[Task instructions]
In the piece on the two SLU decisions below, write out the stretch from "As befits the" through "in the record." word for word.

[Extract]
★ ★ ★ ★ ★
As befits the adoption of the Board’s just-barely revised SLU Guidelines on January 1st, the Appellate Division also has had SLUs on the mind, issuing two decisions concerning same in January 2018.

In the first, Parody v. Old Dominion Freight, the Court held that the Board is not bound by the medical opinions of schedule loss of use (SLU) in the record and may fashion its own SLU assessment based on the medical evidence and the impairment guidelines if the ultimate result is supported by the record, even if the percentage loss of use awarded has not been given by any medical expert in the record.

This opens additional avenues for compromising as well as litigating SLU awards because the parties need not assume that the Board will be forced to choose the SLU opinion of one of the medical experts. The Board is permitted to selectively adopt and reject portions of expert opinion and testimony, and thus could make a different finding on percentage loss of use, using the medical evidence in the record, than that reached by the medical experts.

The second case, Maloney v. Wende Correctional Facility, holds (as we have long argued) that a medical expert may not add both the values for deficits in anterior (or forward) flexion and abduction in determining percentage SLU of the arm because the combined value of same could exceed 80%, which is the SLU percentage applicable to ankylosis under the Board’s Impairment Guidelines. This decision provides authority from the Appellate Division to support the Board’s own line of cases following NFTA Metro that considering loss of range of motion in both abduction and forward flexion would be duplicative and improper. Of note, the Board’s new 2018 SLU Impairment Guidelines also clarify that the two values should not be duplicated.
★ ★ ★ ★ ★
[Entries provided]

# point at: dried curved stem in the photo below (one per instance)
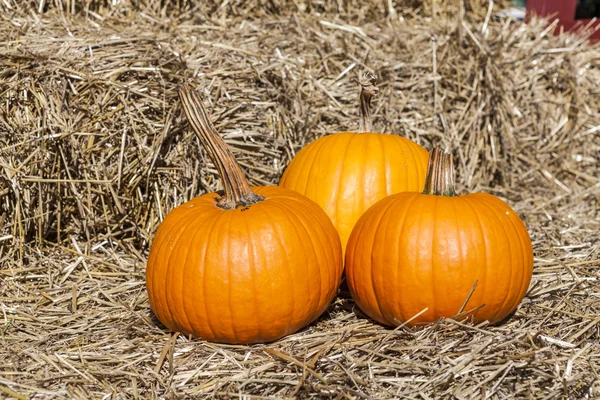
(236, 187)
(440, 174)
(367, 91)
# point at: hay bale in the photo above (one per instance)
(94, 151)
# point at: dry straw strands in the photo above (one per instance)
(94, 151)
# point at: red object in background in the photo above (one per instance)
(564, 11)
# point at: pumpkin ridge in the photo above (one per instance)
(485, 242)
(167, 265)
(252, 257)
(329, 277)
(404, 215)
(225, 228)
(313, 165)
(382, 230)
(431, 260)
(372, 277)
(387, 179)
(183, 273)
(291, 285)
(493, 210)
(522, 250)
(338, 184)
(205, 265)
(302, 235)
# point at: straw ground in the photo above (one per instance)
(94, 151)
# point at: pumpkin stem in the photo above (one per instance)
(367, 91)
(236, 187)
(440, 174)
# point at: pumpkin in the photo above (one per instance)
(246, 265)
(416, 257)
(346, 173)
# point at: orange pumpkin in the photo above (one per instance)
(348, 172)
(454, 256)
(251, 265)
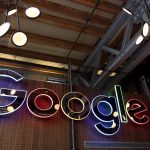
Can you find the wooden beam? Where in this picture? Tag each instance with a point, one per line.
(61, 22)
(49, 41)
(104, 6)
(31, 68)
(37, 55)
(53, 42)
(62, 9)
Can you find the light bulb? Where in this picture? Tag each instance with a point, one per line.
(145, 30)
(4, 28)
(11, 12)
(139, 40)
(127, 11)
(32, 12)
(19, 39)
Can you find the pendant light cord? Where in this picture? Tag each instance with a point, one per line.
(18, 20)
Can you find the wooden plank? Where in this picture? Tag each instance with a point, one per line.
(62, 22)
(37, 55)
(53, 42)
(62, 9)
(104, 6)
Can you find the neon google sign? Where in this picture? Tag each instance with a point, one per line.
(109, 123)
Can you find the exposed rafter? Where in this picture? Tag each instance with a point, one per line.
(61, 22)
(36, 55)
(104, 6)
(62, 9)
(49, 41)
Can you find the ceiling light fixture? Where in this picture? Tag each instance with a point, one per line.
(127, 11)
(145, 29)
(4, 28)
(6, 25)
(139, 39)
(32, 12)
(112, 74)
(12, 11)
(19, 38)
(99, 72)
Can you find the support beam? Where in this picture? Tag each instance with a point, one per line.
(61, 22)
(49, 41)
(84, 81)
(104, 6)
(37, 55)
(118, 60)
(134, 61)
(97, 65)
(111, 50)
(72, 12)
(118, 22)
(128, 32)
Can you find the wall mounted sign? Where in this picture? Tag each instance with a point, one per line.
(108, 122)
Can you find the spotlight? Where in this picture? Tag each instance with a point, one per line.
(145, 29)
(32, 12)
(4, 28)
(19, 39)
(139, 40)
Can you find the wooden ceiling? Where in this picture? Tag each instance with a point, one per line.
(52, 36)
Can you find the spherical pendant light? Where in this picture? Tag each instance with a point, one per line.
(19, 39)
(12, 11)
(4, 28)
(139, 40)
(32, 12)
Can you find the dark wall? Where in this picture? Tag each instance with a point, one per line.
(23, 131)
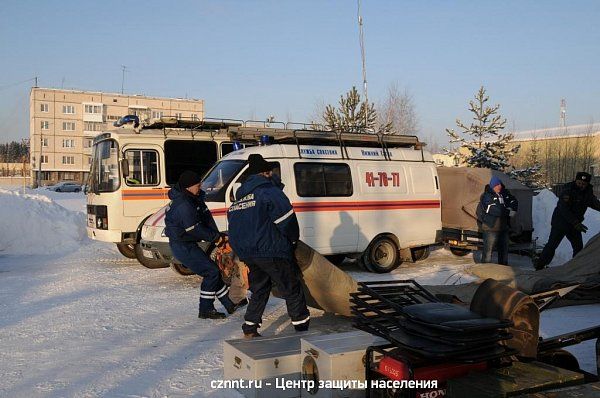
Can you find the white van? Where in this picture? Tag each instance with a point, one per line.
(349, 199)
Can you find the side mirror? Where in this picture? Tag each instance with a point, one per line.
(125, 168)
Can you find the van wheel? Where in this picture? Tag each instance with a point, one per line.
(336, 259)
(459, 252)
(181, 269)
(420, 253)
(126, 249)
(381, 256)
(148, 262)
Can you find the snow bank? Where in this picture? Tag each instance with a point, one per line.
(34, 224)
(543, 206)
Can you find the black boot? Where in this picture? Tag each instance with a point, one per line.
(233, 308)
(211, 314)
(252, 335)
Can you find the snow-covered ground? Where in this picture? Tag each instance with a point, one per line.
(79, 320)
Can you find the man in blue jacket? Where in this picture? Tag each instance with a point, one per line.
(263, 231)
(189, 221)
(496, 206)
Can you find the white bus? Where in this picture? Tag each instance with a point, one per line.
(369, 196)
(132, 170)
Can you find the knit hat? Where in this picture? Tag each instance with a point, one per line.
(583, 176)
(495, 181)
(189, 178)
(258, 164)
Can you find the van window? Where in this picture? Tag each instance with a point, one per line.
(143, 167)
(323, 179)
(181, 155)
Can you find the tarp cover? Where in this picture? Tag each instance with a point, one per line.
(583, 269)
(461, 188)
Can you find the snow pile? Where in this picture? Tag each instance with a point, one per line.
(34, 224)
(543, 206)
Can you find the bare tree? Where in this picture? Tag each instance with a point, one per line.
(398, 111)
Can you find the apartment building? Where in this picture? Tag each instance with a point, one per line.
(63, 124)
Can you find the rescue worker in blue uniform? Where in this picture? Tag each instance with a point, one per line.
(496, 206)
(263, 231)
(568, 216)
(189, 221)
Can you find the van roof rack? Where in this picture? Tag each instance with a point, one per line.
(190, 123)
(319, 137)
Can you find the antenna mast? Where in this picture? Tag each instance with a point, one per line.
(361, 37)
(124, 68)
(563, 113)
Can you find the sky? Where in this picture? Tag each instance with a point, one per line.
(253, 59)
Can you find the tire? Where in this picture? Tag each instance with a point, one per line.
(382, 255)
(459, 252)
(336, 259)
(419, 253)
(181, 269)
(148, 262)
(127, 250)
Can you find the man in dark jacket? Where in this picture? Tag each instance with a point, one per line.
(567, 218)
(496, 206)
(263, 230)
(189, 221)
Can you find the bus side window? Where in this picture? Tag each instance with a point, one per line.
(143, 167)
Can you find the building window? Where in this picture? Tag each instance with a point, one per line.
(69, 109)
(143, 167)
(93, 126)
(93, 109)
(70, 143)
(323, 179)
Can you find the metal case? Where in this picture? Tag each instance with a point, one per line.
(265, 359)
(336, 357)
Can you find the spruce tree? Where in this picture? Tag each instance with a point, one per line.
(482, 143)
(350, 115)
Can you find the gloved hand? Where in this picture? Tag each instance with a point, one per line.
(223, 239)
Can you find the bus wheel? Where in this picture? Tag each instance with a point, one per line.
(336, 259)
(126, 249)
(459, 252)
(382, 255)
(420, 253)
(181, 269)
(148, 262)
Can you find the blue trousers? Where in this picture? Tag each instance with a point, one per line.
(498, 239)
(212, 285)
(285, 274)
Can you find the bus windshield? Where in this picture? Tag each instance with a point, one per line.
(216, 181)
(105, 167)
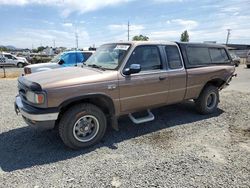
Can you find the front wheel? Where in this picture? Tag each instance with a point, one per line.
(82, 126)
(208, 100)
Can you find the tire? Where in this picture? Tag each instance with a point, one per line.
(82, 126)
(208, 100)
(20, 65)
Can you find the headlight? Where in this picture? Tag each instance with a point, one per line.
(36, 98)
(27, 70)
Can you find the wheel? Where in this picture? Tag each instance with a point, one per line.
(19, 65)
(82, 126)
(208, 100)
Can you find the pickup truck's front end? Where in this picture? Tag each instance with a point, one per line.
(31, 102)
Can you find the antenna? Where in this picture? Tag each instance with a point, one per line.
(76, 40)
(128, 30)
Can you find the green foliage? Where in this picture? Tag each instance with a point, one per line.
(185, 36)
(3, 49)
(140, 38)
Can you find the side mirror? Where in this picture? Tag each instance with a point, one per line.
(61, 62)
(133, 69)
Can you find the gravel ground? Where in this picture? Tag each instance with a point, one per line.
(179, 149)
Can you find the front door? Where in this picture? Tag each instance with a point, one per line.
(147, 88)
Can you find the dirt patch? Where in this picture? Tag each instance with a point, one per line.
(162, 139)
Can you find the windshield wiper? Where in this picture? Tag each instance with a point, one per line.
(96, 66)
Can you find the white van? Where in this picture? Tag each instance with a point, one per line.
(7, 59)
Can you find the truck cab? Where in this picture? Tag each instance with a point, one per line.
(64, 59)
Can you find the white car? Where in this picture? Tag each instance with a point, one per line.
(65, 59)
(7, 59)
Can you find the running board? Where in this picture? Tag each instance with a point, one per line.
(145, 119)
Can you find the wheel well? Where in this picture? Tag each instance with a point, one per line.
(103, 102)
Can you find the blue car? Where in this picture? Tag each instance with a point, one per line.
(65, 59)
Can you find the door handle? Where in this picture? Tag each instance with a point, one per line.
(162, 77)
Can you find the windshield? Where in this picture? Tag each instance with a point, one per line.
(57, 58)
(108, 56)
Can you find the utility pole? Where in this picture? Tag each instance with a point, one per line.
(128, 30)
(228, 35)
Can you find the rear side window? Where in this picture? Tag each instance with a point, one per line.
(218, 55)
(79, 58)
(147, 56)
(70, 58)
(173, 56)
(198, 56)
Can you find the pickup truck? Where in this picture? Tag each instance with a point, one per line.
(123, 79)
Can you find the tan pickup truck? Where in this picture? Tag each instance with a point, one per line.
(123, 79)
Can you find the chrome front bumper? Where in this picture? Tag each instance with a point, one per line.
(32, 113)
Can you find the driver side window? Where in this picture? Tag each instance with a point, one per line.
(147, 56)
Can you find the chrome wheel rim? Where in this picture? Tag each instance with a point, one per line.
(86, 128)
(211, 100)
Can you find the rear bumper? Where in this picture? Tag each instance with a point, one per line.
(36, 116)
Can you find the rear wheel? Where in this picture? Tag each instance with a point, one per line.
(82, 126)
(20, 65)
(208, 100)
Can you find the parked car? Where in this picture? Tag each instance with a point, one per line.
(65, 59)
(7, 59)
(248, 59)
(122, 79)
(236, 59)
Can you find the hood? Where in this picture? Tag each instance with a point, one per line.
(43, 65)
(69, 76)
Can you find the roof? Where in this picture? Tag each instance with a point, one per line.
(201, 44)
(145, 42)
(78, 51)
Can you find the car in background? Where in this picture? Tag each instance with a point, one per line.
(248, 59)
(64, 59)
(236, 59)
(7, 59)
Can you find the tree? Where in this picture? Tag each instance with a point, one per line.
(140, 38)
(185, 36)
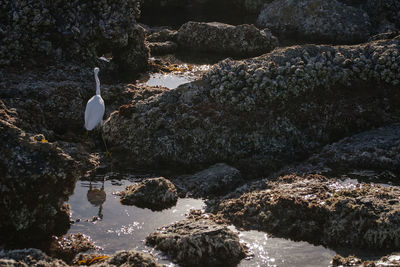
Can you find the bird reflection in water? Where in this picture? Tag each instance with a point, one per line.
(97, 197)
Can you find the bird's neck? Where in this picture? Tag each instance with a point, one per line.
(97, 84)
★ ★ ★ ★ ★
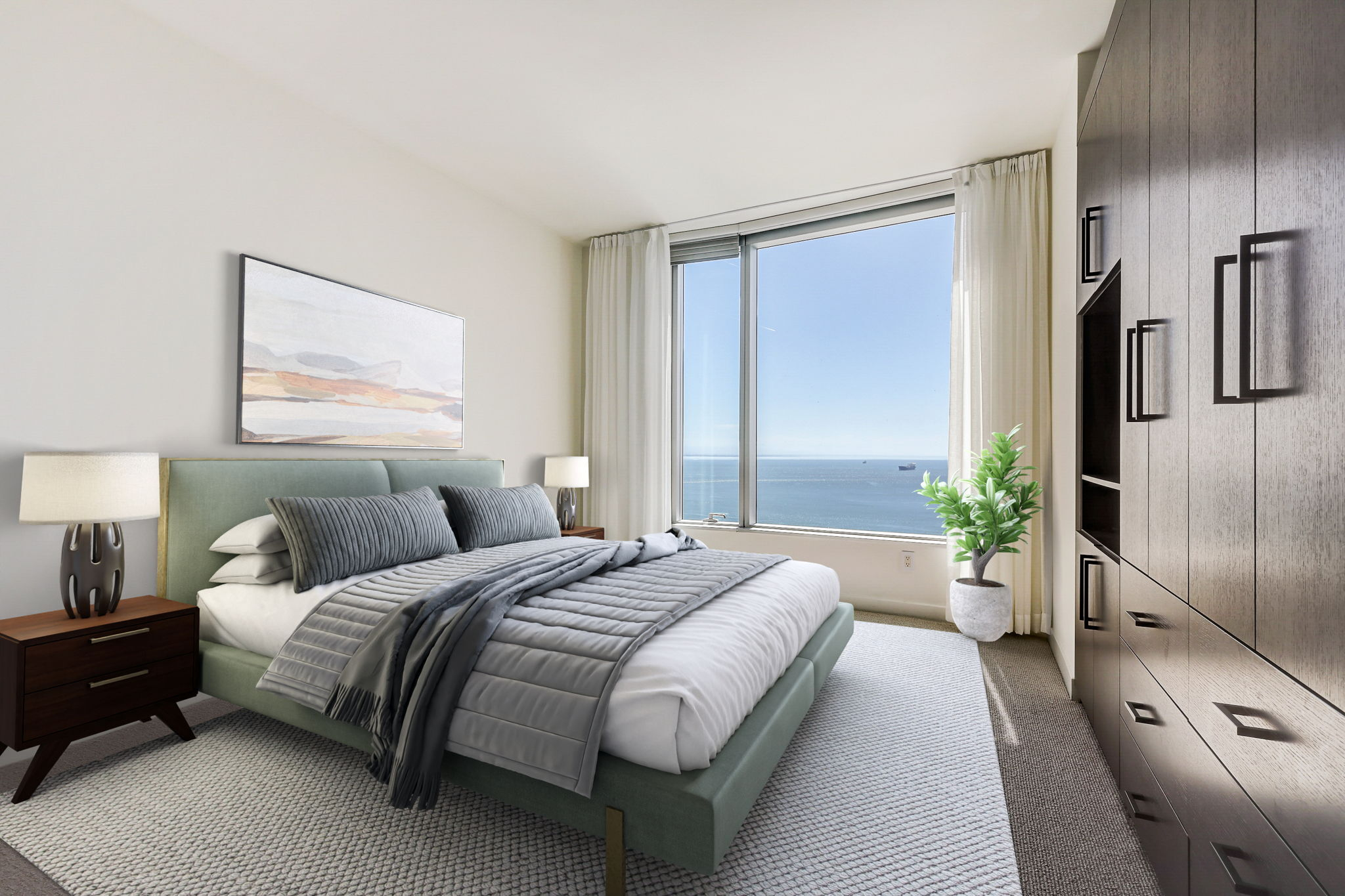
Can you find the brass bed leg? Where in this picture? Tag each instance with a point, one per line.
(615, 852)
★ ★ ★ ★ ★
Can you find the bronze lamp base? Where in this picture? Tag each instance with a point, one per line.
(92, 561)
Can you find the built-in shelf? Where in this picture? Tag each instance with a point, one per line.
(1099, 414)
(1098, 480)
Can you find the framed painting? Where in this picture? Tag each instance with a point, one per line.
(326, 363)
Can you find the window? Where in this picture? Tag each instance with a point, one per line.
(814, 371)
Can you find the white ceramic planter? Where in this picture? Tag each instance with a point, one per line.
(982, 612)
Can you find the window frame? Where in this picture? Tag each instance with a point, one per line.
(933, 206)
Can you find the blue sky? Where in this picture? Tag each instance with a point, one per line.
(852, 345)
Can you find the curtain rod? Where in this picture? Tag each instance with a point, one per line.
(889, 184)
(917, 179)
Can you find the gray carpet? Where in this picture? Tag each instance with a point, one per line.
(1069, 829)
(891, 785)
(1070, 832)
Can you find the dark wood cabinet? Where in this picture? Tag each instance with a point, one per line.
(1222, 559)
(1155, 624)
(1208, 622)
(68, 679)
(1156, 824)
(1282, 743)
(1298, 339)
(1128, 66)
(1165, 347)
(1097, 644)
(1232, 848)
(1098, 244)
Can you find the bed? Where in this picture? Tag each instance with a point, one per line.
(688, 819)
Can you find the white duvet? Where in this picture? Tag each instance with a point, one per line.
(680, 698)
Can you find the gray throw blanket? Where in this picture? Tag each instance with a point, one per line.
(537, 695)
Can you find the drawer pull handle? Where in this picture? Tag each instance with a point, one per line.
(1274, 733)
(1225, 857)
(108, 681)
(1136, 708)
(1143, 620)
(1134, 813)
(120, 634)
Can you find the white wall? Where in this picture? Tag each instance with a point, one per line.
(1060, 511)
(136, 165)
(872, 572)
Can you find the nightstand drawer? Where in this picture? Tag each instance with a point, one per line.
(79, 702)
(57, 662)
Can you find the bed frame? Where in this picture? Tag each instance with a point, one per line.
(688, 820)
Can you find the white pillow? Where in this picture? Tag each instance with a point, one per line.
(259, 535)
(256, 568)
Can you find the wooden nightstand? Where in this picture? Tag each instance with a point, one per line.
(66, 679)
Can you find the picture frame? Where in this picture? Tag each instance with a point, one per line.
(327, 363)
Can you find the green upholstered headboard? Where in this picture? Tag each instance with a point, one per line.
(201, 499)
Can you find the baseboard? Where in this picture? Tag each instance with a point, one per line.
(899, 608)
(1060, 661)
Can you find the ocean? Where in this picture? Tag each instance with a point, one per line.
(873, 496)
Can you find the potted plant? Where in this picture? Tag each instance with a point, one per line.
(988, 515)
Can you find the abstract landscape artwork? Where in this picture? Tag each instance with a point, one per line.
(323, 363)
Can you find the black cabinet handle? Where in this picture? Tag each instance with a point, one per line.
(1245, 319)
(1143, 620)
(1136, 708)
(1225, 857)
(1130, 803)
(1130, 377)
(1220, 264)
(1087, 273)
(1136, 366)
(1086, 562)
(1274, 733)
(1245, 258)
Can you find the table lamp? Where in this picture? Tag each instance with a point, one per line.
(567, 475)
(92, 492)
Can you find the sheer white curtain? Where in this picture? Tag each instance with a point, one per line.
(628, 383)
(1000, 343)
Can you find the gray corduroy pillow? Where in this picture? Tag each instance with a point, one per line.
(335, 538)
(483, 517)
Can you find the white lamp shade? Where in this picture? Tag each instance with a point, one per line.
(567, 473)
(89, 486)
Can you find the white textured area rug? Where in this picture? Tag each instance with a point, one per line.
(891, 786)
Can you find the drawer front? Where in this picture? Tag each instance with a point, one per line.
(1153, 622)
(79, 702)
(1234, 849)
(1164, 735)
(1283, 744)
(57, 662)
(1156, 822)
★ ★ ★ ★ ★
[Response to the task]
As befits the adoption of the Board’s just-barely revised SLU Guidelines on January 1st, the Appellate Division also has had SLUs on the mind, issuing two decisions concerning same in January 2018.

In the first, Parody v. Old Dominion Freight, the Court held that the Board is not bound by the medical opinions of schedule loss of use (SLU) in the record and may fashion its own SLU assessment based on the medical evidence and the impairment guidelines if the ultimate result is supported by the record, even if the percentage loss of use awarded has not been given by any medical expert in the record.